• SET OF TASKS:
A. According to the text on handling QE input, which class does QEInputStaticGenerator inherit from?
B. Revise the QE input text, beginning at the words "Generates an QE" and stopping after "tuple = (3, 3, 3)", and put "kpoints" in place of "kpts".

• EXTRACT PROVIDED:
****************************************

Now, we need to systematically handle the QE input. We make use of the pymatgen InputSet and InputGenerator classes to control and define the input data format. The QEInputSet defines the input information format which will be followed by the QEInputGenerator. We also define an extra QEInputStaticGenerator class (inheriting from QEInputGenerator) to be able to separately handle the static QE calculations for every strained structure in a convenient way. Finally, we define the function write_qe_input_set to write the QE input files into the current working directory.

from pymatgen.io.core import InputSet, InputGenerator
from dataclasses import dataclass, field


class QEInputSet(InputSet):
    """
    Writes an QE input based on an input_dict
    """

    def __init__(self, input_dict):
        self.input_dict = input_dict

    def write_input(self, working_directory="."):
        write_input(self.input_dict, working_directory=working_directory)


@dataclass
class QEInputGenerator(InputGenerator):
    """
    Generates an QE input based on the format given in QEInputSet.
    """

    pseudopotentials: dict = field(
        default_factory=lambda: {"Al": "Al.pbe-n-kjpaw_psl.1.0.0.UPF"}
    )
    kpts: tuple = (3, 3, 3)
    calculation: str = "vc-relax"

****************************************

• EXCERPTED DATA:
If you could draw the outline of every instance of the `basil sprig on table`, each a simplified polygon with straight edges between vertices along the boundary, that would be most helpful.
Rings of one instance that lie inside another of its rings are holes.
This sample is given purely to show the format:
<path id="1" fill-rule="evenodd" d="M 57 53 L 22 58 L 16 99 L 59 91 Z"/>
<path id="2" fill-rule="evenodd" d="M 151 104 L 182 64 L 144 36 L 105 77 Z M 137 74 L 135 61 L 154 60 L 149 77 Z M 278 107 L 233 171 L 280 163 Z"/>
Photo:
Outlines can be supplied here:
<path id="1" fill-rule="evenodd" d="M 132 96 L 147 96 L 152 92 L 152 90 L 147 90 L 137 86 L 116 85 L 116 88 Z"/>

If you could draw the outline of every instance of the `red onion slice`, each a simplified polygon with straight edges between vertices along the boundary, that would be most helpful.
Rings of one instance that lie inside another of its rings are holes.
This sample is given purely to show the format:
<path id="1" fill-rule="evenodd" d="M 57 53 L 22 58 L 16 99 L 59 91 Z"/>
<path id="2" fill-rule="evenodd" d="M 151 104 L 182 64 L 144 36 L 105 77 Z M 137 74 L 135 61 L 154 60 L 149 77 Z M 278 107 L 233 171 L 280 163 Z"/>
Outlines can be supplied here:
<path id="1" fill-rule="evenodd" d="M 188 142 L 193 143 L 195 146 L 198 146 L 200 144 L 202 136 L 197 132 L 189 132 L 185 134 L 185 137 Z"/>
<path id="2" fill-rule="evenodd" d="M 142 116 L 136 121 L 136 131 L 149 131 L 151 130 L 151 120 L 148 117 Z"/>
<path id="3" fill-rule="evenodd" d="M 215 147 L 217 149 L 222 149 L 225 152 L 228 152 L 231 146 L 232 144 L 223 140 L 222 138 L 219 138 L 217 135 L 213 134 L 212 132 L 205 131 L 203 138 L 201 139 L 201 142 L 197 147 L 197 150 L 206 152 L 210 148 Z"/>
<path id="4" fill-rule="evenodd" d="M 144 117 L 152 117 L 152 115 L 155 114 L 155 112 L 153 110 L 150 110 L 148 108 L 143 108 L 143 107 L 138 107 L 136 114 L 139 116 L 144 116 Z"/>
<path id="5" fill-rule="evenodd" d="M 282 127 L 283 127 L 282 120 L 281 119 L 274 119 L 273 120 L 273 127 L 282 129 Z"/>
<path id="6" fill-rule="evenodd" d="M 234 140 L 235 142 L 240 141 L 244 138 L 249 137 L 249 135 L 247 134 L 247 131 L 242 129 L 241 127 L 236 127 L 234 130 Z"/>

****************************************

• SOLUTIONS BELOW:
A. QEInputGenerator

B.
Generates an QE input based on the format given in QEInputSet.
    """

    pseudopotentials: dict = field(
        default_factory=lambda: {"Al": "Al.pbe-n-kjpaw_psl.1.0.0.UPF"}
    )
    kpoints: tuple = (3, 3, 3)